_Supplied passage_:
'''

It’s really tough to move to a new state and a new town under any circumstances, let alone during a pandemic. So it was wonderful to open a neighborhood newspaper and see a full-page article on the Wilton Town Hall Theater’s Silent Sunday Film Series. Musician and silent film expert Jeff Rapsis selects silent films he know his audience will like — or at least will enjoy discussing. I made sure to be there well before the screening started, mask, hand sanitizer, and all!
The Cover-19 pandemic and the attendant lockdowns has not been kind to small theaters. I’m a regular movie-goer, but like everyone else I haven’t been able to see a movie in the theater since March.
New Hampshire’s sage approach to lockdown and other measures to stop the spread of the the illness means that the state is now enjoying a slow and cautious re-opening. After being dark for four months, the Wilton Town Hall Theater is now showing films to a 50% capacity theater, temp checks and masks required. Rapsis brought back the Silent Film Series with a bang, starting with the Douglas Fairbanks 1924 Swashbuckler, The Thief of Bagdad. The screenings are every other Sunday at 2 pm, and they are free ($10 donation suggested).
Rapsis started the session with an informative and entertaining introduction. But nothing he said could prepare me for the marvel that was Douglas Fairbanks Sr on the big screen. Fairbanks is shirtless in most of the film, and boy, was he eye candy! Not only did he look good, but he knew how to move—how to leap down from a balcony, climb up an enchanted rope, how to woo a princess.
Watching Douglas Fairbanks was a revelation! I’m so glad Rapsis and the Wilton Town Hall Theater will be showing all of his blockbusters this summer!
Screenings are free and open to all; a $10 donation per person is suggested (but not required) to help defray expenses. Check out this month's silent classic, shown below in the film section. He repeats the main points in his blogs about each film. You can see his blog on http://silentfilmlivemusic.blogspot.com/2020/07/restarting-silent-film-screenings.html
After the screening there is a discussion that seemed to last as long as the audience was willing to talk. This particular audience, a small one given the Covid situation, included someone who once met Douglas Fairbanks Jr.
Rapsis is a dedicated blogger, blogging about the film both before and after the performance. His blog on this Sunday’s film, like his talk, gives us insight into Fairbank’s career leading up to the film, and insights into the film’s production. Rapsis also talks about how he chose the music he played on his synthesizer to accompany the film, and talked about the state of moviegoing during the pandemic in general.

'''

_Questions to answer_:
1. Can you repeat the Silent Sunday review from the words "Rapsis started the" through the words "woo a princess.", replacing "balcony" with "rooftop"? Begin at the words that have "Rapsis started the" and stop after "woo a princess.".
2. Which three things does the Silent Sunday review say Fairbanks knew how to do when he moved?
3. What comes next in the Silent Sunday review? Write a continuation that starts after its final sentence.

[Stored items]
'''

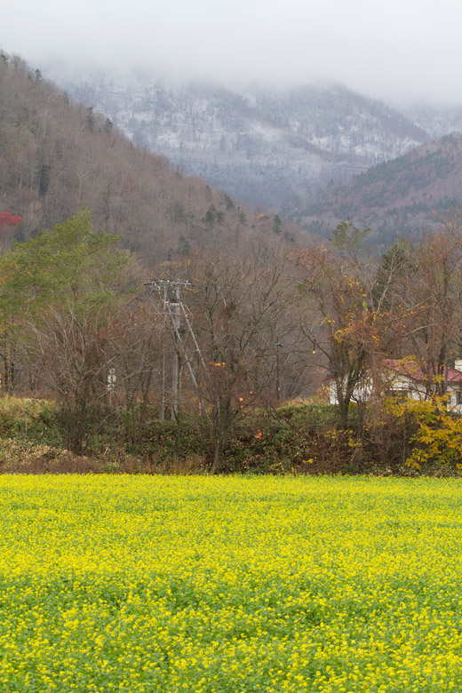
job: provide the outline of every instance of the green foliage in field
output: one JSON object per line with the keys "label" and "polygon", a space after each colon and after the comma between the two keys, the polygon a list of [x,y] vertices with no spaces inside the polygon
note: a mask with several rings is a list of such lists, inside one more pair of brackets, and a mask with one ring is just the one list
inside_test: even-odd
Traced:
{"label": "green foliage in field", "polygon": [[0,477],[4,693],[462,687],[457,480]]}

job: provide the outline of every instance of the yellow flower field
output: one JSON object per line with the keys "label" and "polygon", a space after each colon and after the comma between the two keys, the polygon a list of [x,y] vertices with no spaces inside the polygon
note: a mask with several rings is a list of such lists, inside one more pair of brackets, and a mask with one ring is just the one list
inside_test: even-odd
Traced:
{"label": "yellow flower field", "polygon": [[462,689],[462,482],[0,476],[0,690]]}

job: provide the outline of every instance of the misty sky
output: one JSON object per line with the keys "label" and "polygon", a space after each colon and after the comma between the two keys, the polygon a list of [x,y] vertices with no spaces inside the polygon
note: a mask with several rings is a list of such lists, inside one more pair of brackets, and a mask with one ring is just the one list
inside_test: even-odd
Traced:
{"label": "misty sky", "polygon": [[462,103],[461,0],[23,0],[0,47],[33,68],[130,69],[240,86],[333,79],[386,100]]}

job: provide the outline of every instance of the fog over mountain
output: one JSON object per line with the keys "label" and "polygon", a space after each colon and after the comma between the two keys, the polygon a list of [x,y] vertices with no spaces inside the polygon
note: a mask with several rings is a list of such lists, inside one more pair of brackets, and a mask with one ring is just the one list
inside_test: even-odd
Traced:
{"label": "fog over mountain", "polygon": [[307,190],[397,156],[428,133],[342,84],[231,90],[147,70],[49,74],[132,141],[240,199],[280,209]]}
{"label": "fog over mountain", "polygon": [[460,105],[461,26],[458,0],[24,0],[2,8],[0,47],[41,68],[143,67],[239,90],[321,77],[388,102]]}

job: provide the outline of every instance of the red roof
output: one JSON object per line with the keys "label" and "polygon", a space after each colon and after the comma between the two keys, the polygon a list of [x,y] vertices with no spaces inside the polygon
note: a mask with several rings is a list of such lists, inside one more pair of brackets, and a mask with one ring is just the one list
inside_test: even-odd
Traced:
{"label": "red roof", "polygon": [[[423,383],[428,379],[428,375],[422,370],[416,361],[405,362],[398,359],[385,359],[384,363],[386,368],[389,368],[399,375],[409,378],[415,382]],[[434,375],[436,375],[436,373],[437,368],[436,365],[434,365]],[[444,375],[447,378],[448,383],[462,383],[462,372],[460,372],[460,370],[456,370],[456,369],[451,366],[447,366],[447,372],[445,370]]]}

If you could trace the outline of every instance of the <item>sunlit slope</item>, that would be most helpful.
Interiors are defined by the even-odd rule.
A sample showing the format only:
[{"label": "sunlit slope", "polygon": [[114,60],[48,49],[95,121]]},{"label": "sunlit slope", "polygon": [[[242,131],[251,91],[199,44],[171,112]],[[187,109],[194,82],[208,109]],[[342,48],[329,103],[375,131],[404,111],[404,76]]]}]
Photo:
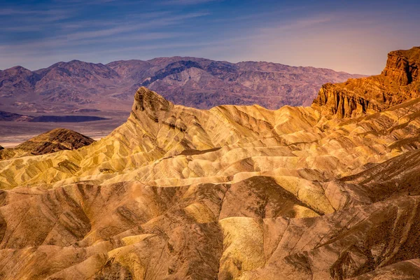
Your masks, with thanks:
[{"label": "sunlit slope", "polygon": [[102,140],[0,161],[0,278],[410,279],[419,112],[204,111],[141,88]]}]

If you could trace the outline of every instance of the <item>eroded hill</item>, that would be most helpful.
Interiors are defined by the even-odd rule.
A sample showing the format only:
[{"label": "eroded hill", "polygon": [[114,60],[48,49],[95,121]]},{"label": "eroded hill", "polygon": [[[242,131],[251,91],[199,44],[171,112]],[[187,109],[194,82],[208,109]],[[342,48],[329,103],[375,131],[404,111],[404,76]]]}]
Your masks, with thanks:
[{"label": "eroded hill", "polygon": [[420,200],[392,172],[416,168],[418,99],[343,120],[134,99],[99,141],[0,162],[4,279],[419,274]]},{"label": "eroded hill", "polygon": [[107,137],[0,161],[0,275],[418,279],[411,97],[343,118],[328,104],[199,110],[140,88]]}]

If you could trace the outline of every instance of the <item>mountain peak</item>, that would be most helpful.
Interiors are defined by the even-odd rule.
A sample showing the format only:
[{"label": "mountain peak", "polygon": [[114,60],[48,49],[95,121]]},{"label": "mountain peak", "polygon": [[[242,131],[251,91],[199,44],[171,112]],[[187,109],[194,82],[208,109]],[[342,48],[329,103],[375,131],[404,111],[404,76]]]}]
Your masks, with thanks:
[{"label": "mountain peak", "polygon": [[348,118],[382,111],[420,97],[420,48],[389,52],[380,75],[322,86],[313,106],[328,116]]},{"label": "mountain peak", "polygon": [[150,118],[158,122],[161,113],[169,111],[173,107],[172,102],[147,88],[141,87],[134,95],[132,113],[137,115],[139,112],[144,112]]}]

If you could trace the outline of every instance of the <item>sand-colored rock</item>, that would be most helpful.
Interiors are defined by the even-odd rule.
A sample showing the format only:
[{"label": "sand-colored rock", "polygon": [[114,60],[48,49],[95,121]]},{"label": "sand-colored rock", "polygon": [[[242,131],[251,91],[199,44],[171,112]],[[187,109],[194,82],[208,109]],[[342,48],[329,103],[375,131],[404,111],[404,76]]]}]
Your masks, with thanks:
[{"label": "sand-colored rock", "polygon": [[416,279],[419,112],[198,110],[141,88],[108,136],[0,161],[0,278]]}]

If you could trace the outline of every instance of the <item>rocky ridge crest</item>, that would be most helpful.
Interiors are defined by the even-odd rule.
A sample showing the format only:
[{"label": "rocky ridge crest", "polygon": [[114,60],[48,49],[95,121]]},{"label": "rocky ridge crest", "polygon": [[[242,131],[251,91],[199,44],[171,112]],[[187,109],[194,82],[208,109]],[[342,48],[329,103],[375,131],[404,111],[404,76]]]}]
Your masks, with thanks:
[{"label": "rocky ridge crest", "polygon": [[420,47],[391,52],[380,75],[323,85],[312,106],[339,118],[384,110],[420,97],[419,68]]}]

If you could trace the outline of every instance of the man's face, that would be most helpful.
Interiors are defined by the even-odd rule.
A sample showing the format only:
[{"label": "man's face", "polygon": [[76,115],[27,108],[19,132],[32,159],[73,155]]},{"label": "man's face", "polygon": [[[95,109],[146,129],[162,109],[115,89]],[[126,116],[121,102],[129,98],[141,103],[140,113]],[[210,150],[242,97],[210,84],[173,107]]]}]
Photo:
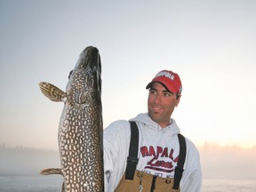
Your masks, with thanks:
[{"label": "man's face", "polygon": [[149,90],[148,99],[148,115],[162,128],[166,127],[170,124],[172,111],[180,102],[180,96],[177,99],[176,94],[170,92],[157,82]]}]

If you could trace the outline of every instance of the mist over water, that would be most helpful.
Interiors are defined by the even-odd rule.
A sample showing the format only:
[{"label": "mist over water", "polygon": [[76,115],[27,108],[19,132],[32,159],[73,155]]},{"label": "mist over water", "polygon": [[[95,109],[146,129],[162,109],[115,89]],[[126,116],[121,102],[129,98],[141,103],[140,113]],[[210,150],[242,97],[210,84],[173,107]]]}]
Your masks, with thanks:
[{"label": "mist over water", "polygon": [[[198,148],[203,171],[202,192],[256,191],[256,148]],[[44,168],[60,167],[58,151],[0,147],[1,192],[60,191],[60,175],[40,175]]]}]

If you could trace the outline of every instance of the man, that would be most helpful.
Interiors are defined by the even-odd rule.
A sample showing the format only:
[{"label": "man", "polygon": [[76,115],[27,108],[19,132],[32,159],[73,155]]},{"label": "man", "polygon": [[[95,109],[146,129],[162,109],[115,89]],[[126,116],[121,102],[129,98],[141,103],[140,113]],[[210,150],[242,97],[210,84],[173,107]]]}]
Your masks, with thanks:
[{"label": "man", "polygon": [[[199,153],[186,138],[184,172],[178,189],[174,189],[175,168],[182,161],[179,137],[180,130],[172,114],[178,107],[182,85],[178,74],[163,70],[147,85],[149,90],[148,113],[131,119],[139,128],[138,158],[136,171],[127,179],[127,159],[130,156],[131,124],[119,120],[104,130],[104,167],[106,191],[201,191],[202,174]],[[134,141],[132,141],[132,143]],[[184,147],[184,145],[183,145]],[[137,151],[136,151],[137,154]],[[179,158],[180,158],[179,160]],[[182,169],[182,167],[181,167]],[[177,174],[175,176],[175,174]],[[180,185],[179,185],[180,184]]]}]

'''

_Responses to the exercise_:
1.
Rapsis started the session with an informative and entertaining introduction. But nothing he said could prepare me for the marvel that was Douglas Fairbanks Sr on the big screen. Fairbanks is shirtless in most of the film, and boy, was he eye candy! Not only did he look good, but he knew how to move—how to leap down from a rooftop, climb up an enchanted rope, how to woo a princess.

2. Leap down from a balcony, climb up an enchanted rope, and woo a princess.

3.
It was a fun afternoon, a rare opportunity to see a fabulous silent film the way it was meant to be seen, on a big screen, with live music, and with new friends that like silent cinema as much as you do.
It was really heartwarming for me, the stranger who is new to these parts. It seemed like within a week I’d found my people. Thank you, Jeff!
Coming up at Wilton Town Hall Theater: 'Three Musketeers' (1921) on Sunday, July 26; 'Robin Hood' (1922) on Sunday, Aug. 9; and then a 'Zorro' double feature: 'The Mark of Zorro' (1920) on Saturday, Aug. 29 and then its sequel, 'Don Q, Son of Zorro' (1925) on Sunday, Aug. 30.
The Wilton Town Hall Theater isn’t the only venue where Rapsis shows films and plays live music. He’s also doing a program at the Flying Monkey Theater in Plymouth, (The Flying Monkey Movie House and Performance Center, 39 South Main St., Plymouth, N.H.; (603) 536-2551; http://www.flyingmonkeynh.com/) starting Wednesday, August 5th, 2020 at 6:30 p.m.: "Three Ages" (1923) starring Buster Keaton; Keaton's first feature-length comedy interweaves tales of romance from three epochs: the Stone Age, the Roman Empire, and "Modern Times," meaning 1920s California. See why Buster is regarded as one of the great clowns of the silent era. Monthly silent film series at a restored moviehouse in Plymouth, N.H. Admission, $10 per person.
The rest of the Flying Monkey Schedule for this summer is as follows:
Wednesday 8/26: Harold Lloyd in 'Why Worry?' (1923) comedy.
Wednesday 9/30: 'Man With Movie Camera' (1928) Soviet documentary.
Wednesday 10/28: 'Nosferatu' (1922) horror.
Wednesday 11/18: 'Broken Blossoms' (1921) D.W. Griffith drama.
Wednesday 12/30: 'Planes and Trains and Monty Banks' comedy.